• **BRIEF**: Every line of the data must be set down exactly as shown.

Data extracted from a collection:
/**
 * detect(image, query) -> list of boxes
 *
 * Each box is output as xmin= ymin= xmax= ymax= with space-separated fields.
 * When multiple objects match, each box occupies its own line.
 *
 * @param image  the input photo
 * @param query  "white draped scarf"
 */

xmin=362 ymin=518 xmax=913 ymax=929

• **RESPONSE TO THE EXERCISE**:
/**
 * detect(image, query) -> list of boxes
 *
 * Each box is output as xmin= ymin= xmax= ymax= with space-separated fields.
 * When multiple objects match, each box occupies its own line.
 *
 * @param image  the input photo
 * @param query  "white draped scarf"
 */

xmin=362 ymin=518 xmax=913 ymax=929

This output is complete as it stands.